STATED PROBLEM -
Reproduce the records from the line containing "the black speaker" through the end of the records, both ends included, with the requests as they stand. Multiply every coordinate in the answers by 2.6 and round to whole numbers, rounding halves up.

GIVEN ENTRIES -

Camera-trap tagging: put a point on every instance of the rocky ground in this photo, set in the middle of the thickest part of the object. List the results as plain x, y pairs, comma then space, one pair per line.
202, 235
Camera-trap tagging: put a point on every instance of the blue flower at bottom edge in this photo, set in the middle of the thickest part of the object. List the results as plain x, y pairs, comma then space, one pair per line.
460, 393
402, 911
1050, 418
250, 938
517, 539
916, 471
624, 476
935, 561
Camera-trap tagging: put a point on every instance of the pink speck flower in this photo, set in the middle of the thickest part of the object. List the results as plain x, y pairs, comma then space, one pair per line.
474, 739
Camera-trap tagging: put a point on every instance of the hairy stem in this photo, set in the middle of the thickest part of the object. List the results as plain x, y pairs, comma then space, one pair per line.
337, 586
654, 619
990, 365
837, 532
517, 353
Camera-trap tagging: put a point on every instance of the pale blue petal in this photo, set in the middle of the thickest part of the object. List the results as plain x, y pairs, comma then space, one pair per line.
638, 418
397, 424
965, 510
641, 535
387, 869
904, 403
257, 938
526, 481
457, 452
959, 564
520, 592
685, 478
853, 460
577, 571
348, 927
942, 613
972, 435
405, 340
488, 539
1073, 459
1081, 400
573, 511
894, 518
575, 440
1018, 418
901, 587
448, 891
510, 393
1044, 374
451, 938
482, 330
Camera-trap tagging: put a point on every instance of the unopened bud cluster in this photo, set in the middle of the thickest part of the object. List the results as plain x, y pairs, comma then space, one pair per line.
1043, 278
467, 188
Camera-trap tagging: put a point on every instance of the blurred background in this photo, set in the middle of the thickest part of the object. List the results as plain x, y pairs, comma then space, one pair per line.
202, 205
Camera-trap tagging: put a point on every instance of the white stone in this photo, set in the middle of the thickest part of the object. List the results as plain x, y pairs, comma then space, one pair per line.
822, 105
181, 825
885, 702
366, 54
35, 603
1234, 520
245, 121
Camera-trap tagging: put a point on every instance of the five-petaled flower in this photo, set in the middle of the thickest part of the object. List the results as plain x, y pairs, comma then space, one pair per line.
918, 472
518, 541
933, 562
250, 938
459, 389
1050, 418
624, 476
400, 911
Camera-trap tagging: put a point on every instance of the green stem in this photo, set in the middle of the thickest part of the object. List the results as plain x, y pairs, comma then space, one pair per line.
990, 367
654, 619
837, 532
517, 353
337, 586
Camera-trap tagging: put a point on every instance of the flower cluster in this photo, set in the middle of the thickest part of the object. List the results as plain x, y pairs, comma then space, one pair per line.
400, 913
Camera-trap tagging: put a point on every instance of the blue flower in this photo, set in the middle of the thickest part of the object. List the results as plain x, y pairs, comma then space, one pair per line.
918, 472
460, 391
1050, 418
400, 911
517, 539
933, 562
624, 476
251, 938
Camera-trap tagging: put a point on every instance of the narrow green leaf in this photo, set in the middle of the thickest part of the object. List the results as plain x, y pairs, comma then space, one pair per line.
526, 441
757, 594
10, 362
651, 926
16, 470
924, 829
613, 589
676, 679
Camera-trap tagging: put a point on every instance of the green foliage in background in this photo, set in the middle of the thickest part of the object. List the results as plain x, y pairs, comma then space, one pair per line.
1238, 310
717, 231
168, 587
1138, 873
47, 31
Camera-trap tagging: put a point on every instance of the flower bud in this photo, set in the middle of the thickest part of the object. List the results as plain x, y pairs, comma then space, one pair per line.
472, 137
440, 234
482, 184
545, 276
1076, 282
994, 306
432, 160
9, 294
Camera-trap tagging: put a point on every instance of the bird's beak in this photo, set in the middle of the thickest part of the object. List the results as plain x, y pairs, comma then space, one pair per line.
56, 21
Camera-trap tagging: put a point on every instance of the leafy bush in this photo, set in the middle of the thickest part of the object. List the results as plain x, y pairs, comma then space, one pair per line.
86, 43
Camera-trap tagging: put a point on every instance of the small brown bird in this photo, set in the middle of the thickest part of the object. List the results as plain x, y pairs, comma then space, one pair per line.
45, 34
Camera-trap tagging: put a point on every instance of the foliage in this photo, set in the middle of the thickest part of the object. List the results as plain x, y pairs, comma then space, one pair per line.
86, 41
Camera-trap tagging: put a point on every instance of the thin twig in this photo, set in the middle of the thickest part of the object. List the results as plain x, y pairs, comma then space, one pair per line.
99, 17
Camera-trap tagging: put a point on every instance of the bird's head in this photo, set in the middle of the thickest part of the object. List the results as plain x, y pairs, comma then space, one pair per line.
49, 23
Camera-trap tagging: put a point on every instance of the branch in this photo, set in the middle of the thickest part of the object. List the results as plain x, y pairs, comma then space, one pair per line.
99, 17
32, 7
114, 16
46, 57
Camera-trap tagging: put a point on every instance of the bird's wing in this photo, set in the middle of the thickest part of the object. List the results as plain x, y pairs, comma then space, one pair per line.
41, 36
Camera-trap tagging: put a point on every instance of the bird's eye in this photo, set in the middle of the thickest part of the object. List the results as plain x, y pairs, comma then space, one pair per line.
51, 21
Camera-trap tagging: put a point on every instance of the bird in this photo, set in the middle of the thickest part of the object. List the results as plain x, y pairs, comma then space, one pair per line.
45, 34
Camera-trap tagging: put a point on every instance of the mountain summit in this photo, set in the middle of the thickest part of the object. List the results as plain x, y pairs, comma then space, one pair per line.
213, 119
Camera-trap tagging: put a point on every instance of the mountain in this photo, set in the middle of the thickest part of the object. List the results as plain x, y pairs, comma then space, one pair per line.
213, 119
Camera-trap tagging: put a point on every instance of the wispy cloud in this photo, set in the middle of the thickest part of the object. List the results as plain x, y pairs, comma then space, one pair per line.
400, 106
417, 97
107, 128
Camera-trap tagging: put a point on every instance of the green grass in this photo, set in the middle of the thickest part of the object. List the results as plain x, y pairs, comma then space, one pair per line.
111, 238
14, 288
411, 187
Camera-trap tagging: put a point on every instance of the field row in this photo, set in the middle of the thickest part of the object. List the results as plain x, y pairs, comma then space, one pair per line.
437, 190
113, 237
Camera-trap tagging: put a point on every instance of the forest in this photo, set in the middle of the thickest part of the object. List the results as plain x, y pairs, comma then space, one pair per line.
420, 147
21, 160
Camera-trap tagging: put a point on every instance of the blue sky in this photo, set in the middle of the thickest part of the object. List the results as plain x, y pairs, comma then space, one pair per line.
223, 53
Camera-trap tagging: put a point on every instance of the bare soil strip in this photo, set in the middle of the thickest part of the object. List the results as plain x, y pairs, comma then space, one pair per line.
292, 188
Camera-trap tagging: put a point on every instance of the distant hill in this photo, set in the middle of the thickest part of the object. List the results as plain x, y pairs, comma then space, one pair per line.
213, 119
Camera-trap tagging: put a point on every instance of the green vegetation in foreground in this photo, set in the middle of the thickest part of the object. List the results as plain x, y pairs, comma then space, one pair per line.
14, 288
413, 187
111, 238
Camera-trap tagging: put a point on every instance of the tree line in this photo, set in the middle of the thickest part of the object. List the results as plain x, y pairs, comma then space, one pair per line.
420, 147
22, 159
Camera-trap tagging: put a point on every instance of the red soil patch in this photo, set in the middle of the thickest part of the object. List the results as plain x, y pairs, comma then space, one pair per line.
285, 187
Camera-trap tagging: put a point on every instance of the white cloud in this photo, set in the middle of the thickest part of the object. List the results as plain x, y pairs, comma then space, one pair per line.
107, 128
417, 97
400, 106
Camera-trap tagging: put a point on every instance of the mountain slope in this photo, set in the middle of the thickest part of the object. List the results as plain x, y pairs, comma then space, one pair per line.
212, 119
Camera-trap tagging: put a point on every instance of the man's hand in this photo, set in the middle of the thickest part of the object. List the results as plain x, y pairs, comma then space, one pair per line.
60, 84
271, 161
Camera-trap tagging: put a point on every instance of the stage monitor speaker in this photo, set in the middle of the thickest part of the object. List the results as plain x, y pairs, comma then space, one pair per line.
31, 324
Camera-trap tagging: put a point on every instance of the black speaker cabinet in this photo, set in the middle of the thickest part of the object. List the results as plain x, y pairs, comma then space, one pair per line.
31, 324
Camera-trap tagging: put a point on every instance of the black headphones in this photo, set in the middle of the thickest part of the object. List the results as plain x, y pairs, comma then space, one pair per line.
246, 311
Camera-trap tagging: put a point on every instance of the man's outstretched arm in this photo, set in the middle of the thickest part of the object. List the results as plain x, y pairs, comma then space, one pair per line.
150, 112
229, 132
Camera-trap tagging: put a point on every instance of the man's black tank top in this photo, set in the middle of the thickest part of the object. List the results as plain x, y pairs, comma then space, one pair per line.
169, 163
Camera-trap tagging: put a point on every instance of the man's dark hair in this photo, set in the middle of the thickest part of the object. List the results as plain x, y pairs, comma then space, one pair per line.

EXERCISE SOLUTION -
Camera-trap tagging: put a point on every instance of the black speaker cabinet in this photo, set in the middle of the thickest part of the object. List the results as plain x, y pairs, comma then space, one pair per line.
81, 842
Camera-trap tagging: put a point on every instance of the black headphones in this photo, set in the middle of the thickest part of the object. List the results as plain x, y pairs, comma then space, one pair per line.
640, 809
Camera-trap tagging: put a point on every instance of the man's outstretched arm in this photo, set in the middle of the thickest part of the object. List the results as plain x, y pairs, comma then space, one pair per line.
390, 291
595, 343
Camera-trap tagging: put a point on every instance of the man's black tank top in this photo, set in the middle of the thickest part of the object. List the results as plain x, y pairs, comma then space, one pair per line.
439, 424
Camera-trap tagging: put a point on every instance of the man's dark hair in this photo, set in the middle of the thickest part of the object. List the results as plain x, y pairs, comma then space, one pair per line.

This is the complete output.